# Texte fourni

□ □ □ □ □

L’IASB vient de fêter, avec discrétion, son dixième anniversaire. Une nouvelle équipe de management est en cours d’installation, avec Hans Hoogervorst et Ian MacIntosh, les Trustees procèdent à la sélection d’un nouveau Chairman pour succéder au regretté Tommaso Padoa-Schioppa, un appel à commentaires va être publié pour définir le programme de travail des cinq prochaines années, la gouvernance de l’IFRS Foundation fait l’objet de nouvelles propositions à la fois par les Trustees et par le Monitoring Board, et l’accord dit Memorandum of Understanding avec le FASB, précisant le contenu et les modalités du programme de convergence, vient à expiration. Les sujets de réflexion ne manquent donc pas, mais je me contenterai ici d’aborder la question de l’étendue de l’application des IFRS à l’issue de dix ans d’efforts.


Quelques commentaires au sujet du SEC Staff paper de Mai 2011

La publication le 26 mai 2011 d’une note du staff de la SEC (« Exploring a possible method of incorporation ») détaillant le contenu de la notion de « Condorsement » évoquée en Décembre 2010 (2), a amené des commentateurs français à douter de la volonté des USA d’adopter un jour les normes internationales. Des expressions très fortes, telles que « coup de tonnerre », « camouflet », « échec », ont été employées. Les interrogations sont toujours légitimes, mais il est à mon avis trop tôt pour tirer des conclusions. En effet, le staff se contente pour l’instant d’explorer toutes les modalités techniques envisageables pour une transition des US GAAP aux IFRS, afin d’obtenir des commentaires des parties prenantes, puis de les discuter lors de la table ronde qui se tiendra en juillet.

□ □ □ □ □

# Extrait de données
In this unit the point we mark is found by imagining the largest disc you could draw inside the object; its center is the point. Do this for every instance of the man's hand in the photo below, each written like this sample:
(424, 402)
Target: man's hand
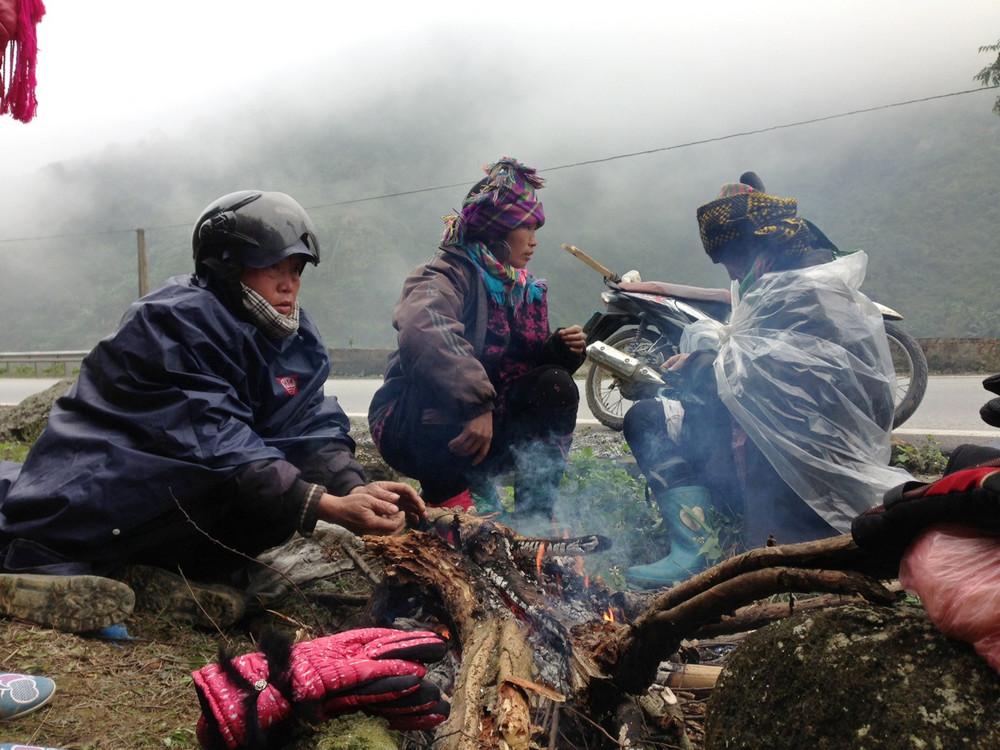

□ □ □ □ □

# Consigne
Recopiez à l'identique le passage du texte fourni compris entre « L’IASB vient de » et « dix ans d’efforts. », bornes incluses.

# Réponse attendue
L’IASB vient de fêter, avec discrétion, son dixième anniversaire. Une nouvelle équipe de management est en cours d’installation, avec Hans Hoogervorst et Ian MacIntosh, les Trustees procèdent à la sélection d’un nouveau Chairman pour succéder au regretté Tommaso Padoa-Schioppa, un appel à commentaires va être publié pour définir le programme de travail des cinq prochaines années, la gouvernance de l’IFRS Foundation fait l’objet de nouvelles propositions à la fois par les Trustees et par le Monitoring Board, et l’accord dit Memorandum of Understanding avec le FASB, précisant le contenu et les modalités du programme de convergence, vient à expiration. Les sujets de réflexion ne manquent donc pas, mais je me contenterai ici d’aborder la question de l’étendue de l’application des IFRS à l’issue de dix ans d’efforts.